(What the task requires)
List every actor named on the "Starring:" line of the Blue Mountains film page.

- Directed by: Suman Ganguli
- Written by: Suman Ganguli
- Screenplay by: Indranil Goswami Suman Ganguli
- Story by: Suman Ganguli
- Produced by: Rajesh Kumar Jain
- Starring: Ranvir Shorey Gracy Singh Rajpal Yadav Simran Sharma Arif Zakaria Mahesh Thakur Yatharth Ratnum Sanjeev Rathore
- Cinematography: Chandrashekhar Rath
- Edited by: Asif Ali Shaikh
- Music by: Sundeep Gosswami & Surya Vishwakarma Monty Sharma Adesh Shrivastava
- Release dates: 15 November 2015 (19th International Children Film Festival India); 7 April 2017;
- Running time: 134 Minutes
- Country: India
- Language: Hindi

= Blue Mountains (2015 film) =

Blue Mountains: A Modern Day Classic is a 2015 Bollywood drama film, written and directed by Suman Ganguli, & produced by Raujesh Kumar Jain. The film stars Ranvir Shorey, Gracy Singh, Rajpal Yadav, Simran Sharma, Arif Zakaria, Mahesh Thakur, Yatharth Ratnum.

The movie released in India on 7 April 2017.

Pointing records:
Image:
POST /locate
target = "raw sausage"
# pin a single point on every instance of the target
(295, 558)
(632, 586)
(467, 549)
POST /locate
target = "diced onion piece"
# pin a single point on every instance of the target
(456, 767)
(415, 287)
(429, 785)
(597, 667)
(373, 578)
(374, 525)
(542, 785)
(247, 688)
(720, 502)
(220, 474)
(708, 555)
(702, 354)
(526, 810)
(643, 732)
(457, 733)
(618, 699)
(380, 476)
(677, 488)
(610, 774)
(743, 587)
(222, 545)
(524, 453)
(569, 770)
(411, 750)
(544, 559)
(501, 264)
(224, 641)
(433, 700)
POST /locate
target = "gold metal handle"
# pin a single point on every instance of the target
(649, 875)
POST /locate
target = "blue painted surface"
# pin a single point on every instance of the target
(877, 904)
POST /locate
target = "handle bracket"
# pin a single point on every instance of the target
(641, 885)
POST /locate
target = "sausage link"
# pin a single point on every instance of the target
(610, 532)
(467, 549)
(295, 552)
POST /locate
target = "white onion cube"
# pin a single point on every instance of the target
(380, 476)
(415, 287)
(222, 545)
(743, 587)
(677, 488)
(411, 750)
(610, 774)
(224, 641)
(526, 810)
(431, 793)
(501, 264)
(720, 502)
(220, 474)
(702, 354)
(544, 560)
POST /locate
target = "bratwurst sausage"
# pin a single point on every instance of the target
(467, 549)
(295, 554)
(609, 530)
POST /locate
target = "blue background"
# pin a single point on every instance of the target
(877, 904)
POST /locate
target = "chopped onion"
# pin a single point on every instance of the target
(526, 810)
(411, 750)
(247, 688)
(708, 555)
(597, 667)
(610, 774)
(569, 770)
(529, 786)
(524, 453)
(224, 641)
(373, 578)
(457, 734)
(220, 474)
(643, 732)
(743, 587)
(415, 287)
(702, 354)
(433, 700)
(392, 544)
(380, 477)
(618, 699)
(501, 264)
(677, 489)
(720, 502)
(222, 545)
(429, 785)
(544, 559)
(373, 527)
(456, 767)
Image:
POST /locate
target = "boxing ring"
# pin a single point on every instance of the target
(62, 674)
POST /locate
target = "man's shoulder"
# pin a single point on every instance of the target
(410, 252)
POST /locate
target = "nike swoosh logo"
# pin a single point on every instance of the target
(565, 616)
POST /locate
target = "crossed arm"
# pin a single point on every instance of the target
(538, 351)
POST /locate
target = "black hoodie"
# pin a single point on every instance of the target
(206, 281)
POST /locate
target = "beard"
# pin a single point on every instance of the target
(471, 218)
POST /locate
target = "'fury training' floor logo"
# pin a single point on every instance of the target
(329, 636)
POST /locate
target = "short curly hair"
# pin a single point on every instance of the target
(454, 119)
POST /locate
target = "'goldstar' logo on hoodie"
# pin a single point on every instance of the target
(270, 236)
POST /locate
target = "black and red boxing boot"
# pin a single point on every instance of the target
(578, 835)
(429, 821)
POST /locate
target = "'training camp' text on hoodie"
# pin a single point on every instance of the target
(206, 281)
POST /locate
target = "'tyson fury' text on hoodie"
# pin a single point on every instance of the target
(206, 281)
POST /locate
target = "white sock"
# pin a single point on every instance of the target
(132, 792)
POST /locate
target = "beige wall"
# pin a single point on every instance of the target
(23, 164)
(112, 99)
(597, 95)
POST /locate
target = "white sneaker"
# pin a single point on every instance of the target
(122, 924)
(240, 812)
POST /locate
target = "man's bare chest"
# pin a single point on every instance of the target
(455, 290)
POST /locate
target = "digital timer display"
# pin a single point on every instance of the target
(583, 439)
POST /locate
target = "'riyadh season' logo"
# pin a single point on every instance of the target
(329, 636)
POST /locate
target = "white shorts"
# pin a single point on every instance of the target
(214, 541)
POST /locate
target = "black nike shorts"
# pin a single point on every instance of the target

(Reply to the task)
- Ranvir Shorey
- Gracy Singh
- Rajpal Yadav
- Simran Sharma
- Arif Zakaria
- Mahesh Thakur
- Yatharth Ratnum
- Sanjeev Rathore